Referring expression pointing data
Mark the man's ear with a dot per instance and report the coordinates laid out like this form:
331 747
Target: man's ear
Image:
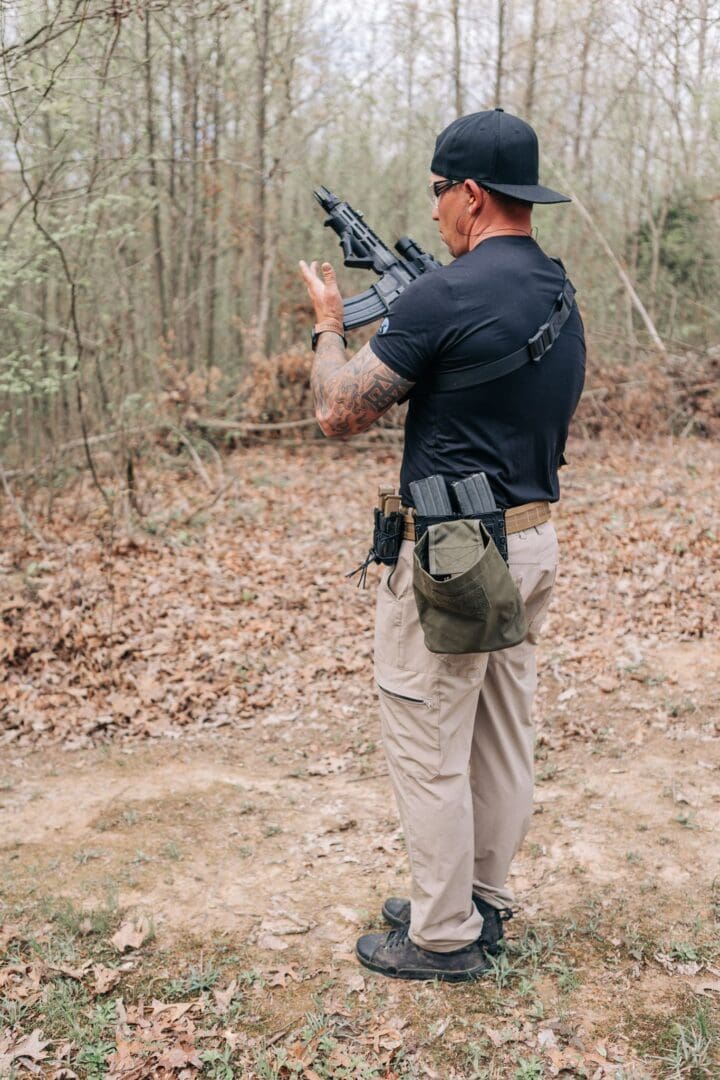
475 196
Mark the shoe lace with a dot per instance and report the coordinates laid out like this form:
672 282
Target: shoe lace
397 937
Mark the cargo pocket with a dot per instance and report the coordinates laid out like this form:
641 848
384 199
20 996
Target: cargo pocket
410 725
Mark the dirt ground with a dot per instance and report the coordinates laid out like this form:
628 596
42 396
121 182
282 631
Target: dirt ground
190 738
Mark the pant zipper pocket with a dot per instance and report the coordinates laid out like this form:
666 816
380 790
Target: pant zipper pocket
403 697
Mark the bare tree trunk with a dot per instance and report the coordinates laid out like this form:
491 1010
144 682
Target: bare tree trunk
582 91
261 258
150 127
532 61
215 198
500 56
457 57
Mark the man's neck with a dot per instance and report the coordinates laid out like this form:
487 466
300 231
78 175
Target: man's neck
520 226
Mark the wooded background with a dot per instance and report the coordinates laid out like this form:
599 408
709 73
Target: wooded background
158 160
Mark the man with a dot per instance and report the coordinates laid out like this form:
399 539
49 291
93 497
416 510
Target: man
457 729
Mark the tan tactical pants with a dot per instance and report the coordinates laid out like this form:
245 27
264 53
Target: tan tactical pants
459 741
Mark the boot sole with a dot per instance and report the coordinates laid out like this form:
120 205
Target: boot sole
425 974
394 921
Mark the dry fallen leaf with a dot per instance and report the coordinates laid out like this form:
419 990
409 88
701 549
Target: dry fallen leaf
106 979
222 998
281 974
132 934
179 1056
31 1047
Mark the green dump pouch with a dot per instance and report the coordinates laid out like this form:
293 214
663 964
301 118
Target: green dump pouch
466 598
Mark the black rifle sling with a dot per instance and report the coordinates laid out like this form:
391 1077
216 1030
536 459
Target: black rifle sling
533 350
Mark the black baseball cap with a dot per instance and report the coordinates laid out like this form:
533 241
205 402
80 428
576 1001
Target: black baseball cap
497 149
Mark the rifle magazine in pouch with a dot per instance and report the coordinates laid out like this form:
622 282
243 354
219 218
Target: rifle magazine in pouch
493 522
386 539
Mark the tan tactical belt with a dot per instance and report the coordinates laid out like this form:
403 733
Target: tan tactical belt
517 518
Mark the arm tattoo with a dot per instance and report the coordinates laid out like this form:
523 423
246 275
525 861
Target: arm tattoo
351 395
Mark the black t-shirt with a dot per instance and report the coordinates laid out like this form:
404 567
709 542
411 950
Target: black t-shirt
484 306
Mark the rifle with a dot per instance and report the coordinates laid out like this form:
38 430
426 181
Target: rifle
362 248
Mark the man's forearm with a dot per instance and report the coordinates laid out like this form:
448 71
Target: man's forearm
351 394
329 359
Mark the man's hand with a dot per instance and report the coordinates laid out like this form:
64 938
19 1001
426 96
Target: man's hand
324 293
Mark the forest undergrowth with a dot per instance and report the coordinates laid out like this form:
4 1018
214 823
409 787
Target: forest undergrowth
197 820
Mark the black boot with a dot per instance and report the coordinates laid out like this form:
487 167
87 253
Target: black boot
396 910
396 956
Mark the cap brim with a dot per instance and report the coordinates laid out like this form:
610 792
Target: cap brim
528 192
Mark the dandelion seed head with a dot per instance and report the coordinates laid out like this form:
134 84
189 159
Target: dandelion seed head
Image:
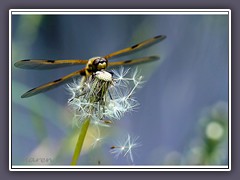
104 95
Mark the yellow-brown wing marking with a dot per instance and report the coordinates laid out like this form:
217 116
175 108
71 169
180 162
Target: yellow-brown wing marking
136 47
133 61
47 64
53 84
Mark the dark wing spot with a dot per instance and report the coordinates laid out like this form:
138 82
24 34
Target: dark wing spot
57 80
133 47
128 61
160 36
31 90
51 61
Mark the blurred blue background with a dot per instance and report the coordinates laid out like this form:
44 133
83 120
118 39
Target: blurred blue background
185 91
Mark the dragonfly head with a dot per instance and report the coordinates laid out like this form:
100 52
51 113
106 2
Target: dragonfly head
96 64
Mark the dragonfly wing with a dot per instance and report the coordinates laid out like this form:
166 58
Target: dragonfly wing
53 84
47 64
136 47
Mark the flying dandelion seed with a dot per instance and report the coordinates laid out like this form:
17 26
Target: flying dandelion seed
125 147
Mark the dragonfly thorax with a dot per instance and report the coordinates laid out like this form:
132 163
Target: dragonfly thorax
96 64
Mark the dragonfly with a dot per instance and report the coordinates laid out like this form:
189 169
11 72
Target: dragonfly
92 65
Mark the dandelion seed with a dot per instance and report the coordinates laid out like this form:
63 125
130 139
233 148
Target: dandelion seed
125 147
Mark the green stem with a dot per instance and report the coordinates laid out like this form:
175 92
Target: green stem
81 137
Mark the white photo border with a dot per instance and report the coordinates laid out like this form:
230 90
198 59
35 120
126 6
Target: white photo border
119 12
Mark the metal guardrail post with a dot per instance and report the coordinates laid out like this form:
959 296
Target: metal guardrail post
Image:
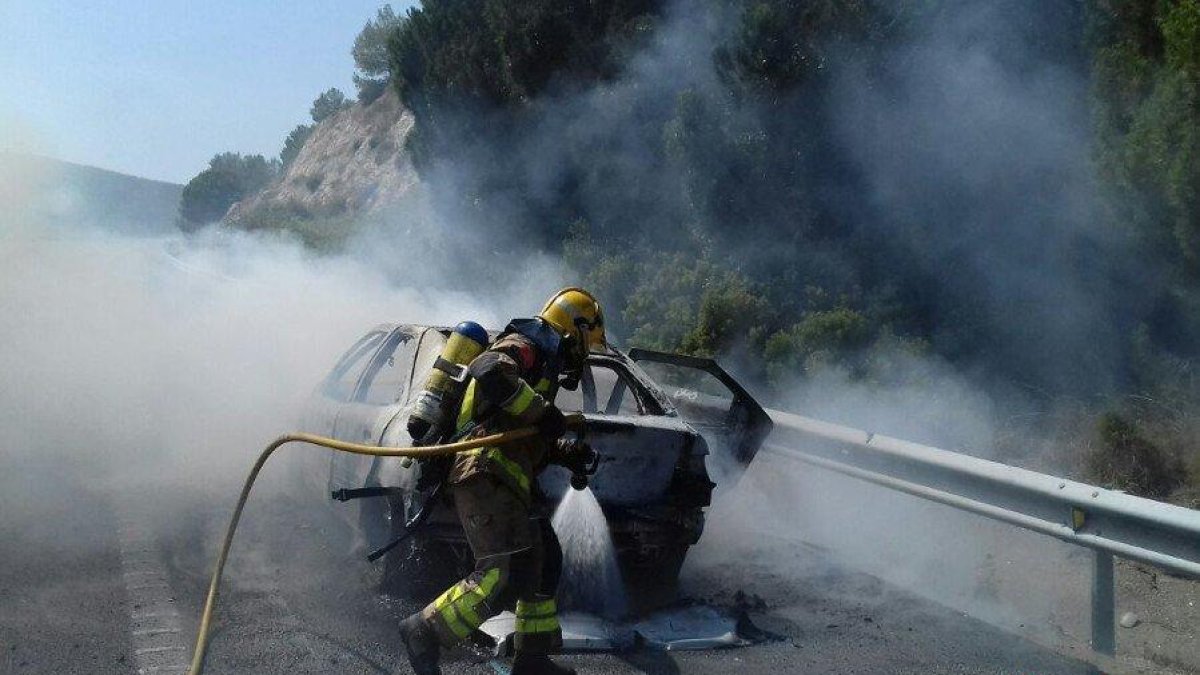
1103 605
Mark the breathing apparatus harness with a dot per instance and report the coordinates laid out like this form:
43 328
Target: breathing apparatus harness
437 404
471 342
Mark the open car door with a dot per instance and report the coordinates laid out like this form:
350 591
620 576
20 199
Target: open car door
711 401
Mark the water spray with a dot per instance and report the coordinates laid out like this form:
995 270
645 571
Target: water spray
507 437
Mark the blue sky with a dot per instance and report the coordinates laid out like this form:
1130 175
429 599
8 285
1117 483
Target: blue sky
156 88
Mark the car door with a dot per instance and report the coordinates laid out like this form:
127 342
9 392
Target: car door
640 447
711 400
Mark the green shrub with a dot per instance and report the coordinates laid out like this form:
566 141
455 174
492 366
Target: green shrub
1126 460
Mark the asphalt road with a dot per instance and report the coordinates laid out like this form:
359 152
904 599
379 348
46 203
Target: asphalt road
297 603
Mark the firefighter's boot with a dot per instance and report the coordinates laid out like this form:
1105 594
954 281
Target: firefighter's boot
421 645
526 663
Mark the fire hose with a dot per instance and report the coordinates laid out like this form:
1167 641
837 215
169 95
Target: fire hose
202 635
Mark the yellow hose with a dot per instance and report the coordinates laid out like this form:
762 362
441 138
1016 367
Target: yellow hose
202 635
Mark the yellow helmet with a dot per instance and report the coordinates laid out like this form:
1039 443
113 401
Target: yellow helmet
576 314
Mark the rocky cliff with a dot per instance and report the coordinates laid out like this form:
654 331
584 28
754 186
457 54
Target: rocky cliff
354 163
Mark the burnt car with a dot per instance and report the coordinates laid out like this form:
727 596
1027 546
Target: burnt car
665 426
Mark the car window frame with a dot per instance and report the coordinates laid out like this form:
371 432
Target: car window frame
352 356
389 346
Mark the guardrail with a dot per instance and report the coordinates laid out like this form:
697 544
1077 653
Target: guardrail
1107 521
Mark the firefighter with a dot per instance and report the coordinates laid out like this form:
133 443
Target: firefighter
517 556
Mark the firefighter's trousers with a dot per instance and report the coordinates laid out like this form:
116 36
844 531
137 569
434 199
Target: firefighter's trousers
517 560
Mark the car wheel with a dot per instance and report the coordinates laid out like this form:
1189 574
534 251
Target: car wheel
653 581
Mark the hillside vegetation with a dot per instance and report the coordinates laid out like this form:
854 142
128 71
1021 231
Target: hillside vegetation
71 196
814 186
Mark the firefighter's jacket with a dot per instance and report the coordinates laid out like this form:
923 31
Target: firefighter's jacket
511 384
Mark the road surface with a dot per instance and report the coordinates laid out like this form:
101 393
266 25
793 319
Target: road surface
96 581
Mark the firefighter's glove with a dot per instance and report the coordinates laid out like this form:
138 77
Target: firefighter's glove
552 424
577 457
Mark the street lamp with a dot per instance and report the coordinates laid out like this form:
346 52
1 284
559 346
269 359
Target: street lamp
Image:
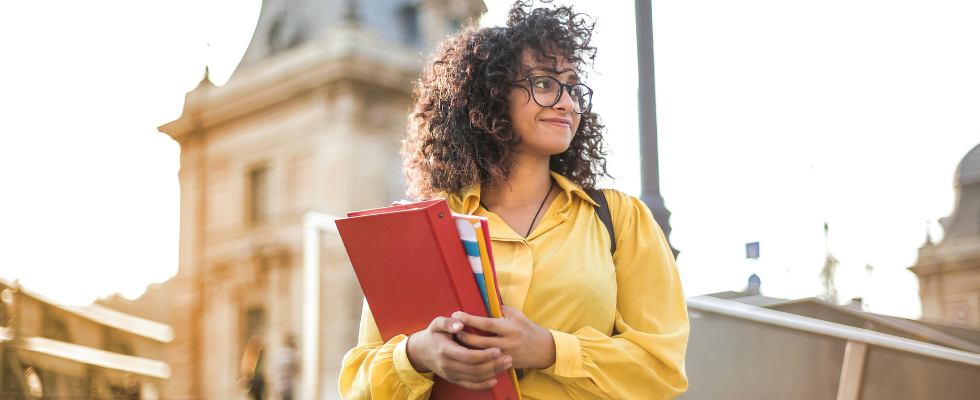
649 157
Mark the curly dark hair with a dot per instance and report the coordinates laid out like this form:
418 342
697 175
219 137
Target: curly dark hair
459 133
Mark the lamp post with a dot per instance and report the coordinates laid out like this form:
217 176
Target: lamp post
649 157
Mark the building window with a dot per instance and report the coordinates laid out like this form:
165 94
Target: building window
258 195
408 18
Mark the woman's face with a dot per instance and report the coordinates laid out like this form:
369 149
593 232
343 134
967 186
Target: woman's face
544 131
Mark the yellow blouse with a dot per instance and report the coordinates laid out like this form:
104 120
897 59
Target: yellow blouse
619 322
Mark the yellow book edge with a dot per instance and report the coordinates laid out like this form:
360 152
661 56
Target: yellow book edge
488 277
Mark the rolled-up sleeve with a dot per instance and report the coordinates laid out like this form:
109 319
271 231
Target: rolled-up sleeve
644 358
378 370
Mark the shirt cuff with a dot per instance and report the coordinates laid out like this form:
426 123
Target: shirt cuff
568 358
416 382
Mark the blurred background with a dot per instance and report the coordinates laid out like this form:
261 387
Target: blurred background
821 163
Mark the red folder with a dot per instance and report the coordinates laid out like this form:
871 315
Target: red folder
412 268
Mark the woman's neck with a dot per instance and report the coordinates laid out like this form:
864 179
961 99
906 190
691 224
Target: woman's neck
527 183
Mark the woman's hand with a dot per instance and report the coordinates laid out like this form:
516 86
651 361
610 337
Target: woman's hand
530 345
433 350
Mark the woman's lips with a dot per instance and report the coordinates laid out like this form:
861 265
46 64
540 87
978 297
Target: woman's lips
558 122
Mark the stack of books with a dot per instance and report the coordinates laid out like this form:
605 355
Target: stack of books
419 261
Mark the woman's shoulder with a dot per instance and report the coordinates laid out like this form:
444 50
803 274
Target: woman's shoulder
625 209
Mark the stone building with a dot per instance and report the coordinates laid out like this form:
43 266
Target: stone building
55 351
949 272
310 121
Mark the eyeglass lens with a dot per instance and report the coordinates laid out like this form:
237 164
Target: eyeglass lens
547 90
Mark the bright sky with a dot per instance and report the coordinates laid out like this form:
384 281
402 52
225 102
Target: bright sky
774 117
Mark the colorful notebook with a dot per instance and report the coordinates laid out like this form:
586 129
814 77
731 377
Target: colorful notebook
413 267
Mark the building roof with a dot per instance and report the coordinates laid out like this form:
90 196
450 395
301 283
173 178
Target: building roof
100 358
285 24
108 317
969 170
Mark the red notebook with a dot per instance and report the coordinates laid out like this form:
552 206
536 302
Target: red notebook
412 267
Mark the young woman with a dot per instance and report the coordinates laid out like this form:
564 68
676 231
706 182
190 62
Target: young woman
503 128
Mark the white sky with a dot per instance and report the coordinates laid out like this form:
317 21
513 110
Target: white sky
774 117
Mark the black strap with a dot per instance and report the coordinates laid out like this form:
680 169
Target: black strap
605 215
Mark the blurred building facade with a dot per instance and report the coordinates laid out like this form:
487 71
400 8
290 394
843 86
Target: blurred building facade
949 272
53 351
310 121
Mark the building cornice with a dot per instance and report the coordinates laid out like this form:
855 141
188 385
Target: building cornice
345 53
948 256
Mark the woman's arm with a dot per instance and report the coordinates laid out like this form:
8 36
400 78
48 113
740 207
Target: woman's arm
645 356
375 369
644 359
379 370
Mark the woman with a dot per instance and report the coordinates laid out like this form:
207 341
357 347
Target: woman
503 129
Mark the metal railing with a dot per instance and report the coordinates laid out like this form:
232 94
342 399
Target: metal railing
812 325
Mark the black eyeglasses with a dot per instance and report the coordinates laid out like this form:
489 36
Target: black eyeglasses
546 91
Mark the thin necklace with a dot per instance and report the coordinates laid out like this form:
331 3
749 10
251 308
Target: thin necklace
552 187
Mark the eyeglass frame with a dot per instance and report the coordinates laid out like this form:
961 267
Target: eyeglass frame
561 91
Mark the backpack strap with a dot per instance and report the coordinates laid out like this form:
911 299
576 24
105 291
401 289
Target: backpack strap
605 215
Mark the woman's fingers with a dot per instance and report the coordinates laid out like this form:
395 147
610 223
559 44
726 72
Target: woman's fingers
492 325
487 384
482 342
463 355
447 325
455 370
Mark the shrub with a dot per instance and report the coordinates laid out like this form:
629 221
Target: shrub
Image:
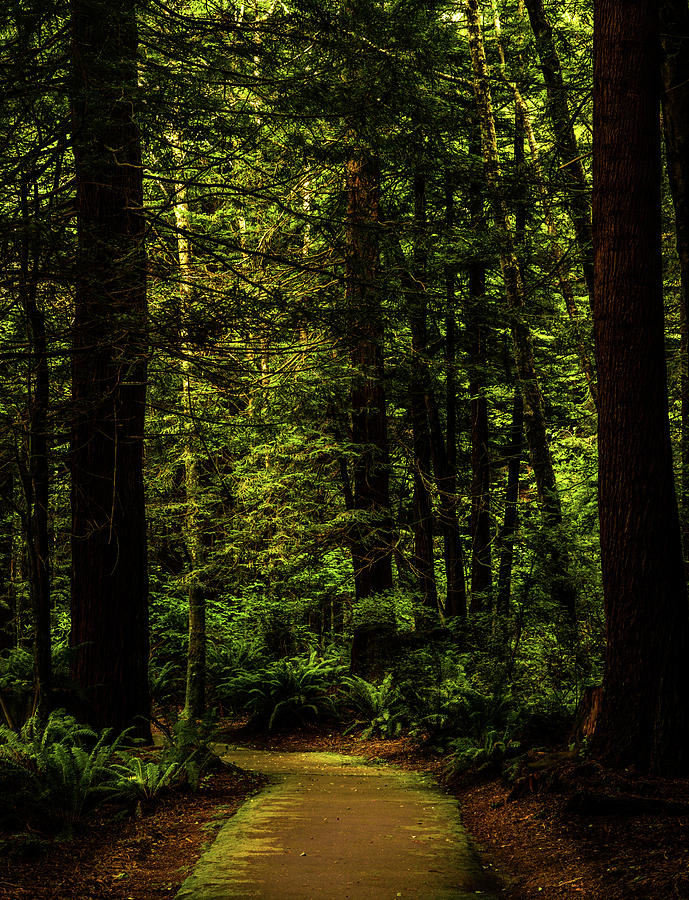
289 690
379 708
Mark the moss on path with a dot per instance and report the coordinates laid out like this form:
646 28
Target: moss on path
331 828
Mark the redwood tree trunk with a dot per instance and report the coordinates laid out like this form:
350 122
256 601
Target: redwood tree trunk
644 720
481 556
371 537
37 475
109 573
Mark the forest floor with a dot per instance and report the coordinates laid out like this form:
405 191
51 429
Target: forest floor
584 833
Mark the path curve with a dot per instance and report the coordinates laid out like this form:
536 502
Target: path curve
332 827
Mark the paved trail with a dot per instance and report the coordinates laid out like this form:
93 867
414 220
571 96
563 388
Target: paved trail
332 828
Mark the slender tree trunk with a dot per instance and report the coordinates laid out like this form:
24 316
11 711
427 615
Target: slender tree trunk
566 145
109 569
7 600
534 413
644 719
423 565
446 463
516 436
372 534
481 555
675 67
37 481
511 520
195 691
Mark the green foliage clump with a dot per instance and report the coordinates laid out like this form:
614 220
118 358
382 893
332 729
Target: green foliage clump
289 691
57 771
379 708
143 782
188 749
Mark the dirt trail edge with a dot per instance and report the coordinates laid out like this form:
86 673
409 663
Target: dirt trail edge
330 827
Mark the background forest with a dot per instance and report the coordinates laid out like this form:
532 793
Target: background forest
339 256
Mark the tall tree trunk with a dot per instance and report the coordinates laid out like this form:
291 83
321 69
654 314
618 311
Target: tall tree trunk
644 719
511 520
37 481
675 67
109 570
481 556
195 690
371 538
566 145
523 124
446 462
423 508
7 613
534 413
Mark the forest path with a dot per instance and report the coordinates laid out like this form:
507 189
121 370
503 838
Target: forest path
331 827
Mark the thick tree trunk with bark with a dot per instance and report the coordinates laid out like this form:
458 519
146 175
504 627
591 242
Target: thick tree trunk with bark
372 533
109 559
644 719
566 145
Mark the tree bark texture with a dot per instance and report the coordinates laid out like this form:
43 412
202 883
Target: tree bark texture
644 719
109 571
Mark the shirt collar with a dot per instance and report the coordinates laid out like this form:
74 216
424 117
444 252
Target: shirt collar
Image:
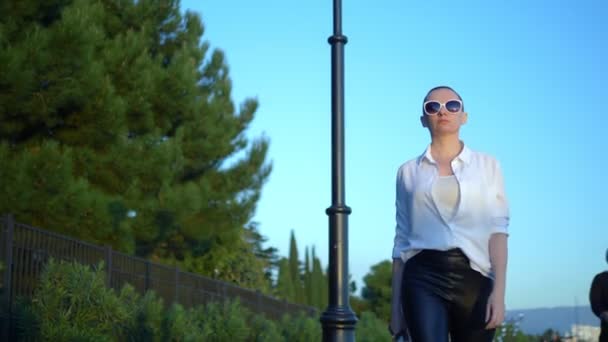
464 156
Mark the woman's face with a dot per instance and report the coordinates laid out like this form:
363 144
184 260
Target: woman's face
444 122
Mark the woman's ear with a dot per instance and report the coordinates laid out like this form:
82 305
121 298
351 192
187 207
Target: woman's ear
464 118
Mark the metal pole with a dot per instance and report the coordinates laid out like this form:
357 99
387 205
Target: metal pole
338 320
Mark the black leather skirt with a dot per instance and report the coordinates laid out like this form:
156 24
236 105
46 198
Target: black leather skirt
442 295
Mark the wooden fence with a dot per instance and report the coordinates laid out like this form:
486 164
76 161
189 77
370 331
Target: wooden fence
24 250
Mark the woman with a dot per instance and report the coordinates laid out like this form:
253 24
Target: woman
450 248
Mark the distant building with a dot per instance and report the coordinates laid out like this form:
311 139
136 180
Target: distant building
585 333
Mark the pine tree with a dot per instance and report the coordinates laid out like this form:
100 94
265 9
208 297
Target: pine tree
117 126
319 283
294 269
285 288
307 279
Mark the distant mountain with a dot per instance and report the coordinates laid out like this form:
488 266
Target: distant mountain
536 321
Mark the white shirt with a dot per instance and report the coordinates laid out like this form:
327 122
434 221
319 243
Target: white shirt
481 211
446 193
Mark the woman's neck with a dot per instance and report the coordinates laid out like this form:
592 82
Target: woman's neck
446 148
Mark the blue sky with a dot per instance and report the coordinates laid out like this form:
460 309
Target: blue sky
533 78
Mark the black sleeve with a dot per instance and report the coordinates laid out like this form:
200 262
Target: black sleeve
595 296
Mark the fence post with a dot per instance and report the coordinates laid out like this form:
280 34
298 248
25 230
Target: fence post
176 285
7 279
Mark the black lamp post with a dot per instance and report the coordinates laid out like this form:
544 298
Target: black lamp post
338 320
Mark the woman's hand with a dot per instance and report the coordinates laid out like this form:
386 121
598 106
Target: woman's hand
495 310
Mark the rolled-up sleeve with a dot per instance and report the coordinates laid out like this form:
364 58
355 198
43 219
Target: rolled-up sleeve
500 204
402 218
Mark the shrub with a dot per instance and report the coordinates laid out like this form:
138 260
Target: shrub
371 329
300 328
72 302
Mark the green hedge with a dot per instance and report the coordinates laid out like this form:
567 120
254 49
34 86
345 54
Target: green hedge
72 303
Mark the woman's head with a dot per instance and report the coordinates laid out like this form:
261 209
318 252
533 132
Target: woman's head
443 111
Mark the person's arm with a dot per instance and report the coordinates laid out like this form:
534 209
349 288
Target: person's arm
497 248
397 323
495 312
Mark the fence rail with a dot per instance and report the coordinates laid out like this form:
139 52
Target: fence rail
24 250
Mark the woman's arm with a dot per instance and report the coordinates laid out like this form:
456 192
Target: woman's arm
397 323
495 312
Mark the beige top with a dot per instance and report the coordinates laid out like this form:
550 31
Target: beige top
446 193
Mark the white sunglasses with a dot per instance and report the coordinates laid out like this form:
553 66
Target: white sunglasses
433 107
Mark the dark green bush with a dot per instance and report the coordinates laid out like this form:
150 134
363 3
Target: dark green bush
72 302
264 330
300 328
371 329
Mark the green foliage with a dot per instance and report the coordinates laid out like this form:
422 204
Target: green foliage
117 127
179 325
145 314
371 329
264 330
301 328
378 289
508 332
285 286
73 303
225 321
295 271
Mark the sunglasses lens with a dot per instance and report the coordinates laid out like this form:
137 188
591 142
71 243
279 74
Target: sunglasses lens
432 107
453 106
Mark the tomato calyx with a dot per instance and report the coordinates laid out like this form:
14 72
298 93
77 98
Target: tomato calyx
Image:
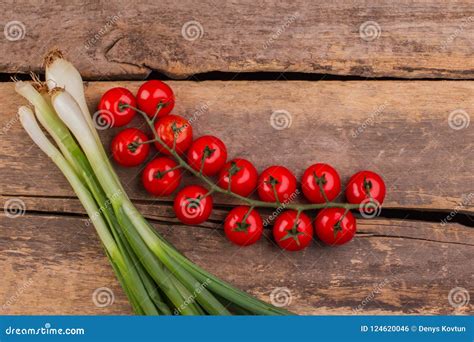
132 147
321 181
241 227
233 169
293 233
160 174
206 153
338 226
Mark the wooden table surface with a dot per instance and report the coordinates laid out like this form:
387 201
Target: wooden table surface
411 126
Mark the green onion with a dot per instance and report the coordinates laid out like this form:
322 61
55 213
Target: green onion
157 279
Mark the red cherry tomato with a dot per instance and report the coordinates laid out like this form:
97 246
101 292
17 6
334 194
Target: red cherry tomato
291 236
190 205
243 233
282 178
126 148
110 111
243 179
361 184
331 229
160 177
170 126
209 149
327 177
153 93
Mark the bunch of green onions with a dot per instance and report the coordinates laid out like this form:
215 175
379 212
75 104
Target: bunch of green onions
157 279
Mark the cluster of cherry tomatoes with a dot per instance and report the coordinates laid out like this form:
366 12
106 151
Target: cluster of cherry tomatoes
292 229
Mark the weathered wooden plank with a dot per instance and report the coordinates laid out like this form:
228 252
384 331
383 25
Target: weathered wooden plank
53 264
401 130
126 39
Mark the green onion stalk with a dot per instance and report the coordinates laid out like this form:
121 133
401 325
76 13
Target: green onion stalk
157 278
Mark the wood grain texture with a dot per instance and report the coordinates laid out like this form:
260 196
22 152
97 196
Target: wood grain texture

- [EXERCISE INSTRUCTIONS]: If a line contains the word "collar", count it; give the total for the entries above and nothing else.

- [YOUR RESPONSE]: 2